DO THIS — Retype word for word the part of the Landlord's Work text that opens with the words containing "document G704. For" and closes with "the Space Plan.".
═════ TEXT SHOWN
3.         Performance
of Landlord’s Work.

 

(a)          Definition
of Landlord’s Work. As used herein, “Landlord’s Work” shall mean the work of constructing the
Tenant Improvements.

 

(b)          Commencement
and Permitting. Landlord shall commence construction of the Tenant Improvements upon obtaining a building permit (the “TI
Permit”) authorizing the construction of the Tenant Improvements in accordance with the TI Construction Drawings approved
by Tenant. The cost of obtaining the TI Permit shall be payable by Landlord. Tenant shall assist Landlord in obtaining the TI Permit,
at Landlord’s expense. If any Governmental Authority having jurisdiction over the construction of Landlord’s Work or
any portion thereof shall impose terms or conditions upon the construction thereof that: (i) are inconsistent with Landlord’s
obligations hereunder in any material respect, (ii) increase the cost of constructing Landlord’s Work beyond the amount set
forth in the Budget (including contingencies), or (iii) will delay the construction of Landlord’s Work beyond the time set
forth in the Schedule, Landlord and Tenant shall reasonably and in good faith seek means by which to mitigate or eliminate any
such adverse terms and conditions.

 

    	A-2

    	 

    

 

(c)          Completion
of Landlord’s Work. Landlord shall substantially complete or cause to be substantially completed Landlord’s Work
in a good and workmanlike manner, in accordance with the TI Construction Drawings and the TI Permit subject, in each case, to Minor
Variations and normal “punch list” items of a non-material nature that do not interfere with the use of the Premises
(“Substantial Completion” or “Substantially Complete”). Upon Substantial Completion of Landlord’s
Work, Landlord shall require the TI Architect and the general contractor to execute and deliver, for the benefit of Tenant and
Landlord, a Certificate of Substantial Completion in the form of the American Institute of Architects (“AIA”)
document G704. For purposes of this Work Letter, “Minor Variations” shall mean any modifications reasonably
required: (i) to comply with all applicable Legal Requirements and/or to obtain or to comply with any required permit (including
the TI Permit); (ii) to comply with any Change Request by Tenant; (iii) to comport with good design, engineering, and construction
practices that are not material; or (iv) to make reasonable adjustments for field deviations or conditions encountered during the
construction of Landlord’s Work; provided that Tenant shall not be required to pay for any Minor Variations other than Change
Requests, as set forth herein, and such Minor Variations do not materially affect Tenant’s ability to use and occupy the
Premises as contemplated in the Space Plan.
══════════
═════ DATA PROVIDED
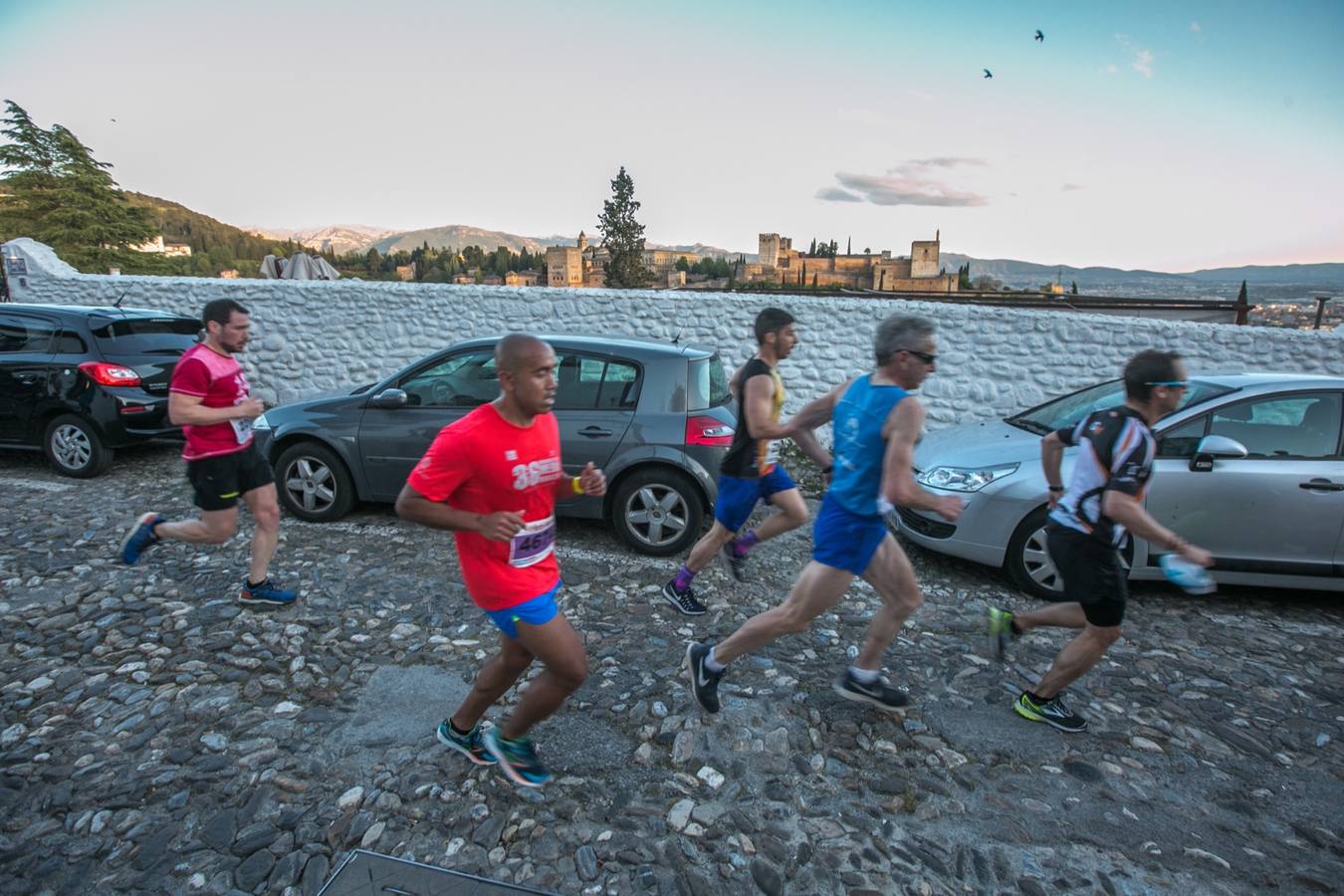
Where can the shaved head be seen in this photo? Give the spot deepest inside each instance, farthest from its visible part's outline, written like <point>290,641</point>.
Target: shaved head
══════════
TASK RESPONSE —
document G704. For purposes of this Work Letter, “Minor Variations” shall mean any modifications reasonably
required: (i) to comply with all applicable Legal Requirements and/or to obtain or to comply with any required permit (including
the TI Permit); (ii) to comply with any Change Request by Tenant; (iii) to comport with good design, engineering, and construction
practices that are not material; or (iv) to make reasonable adjustments for field deviations or conditions encountered during the
construction of Landlord’s Work; provided that Tenant shall not be required to pay for any Minor Variations other than Change
Requests, as set forth herein, and such Minor Variations do not materially affect Tenant’s ability to use and occupy the
Premises as contemplated in the Space Plan.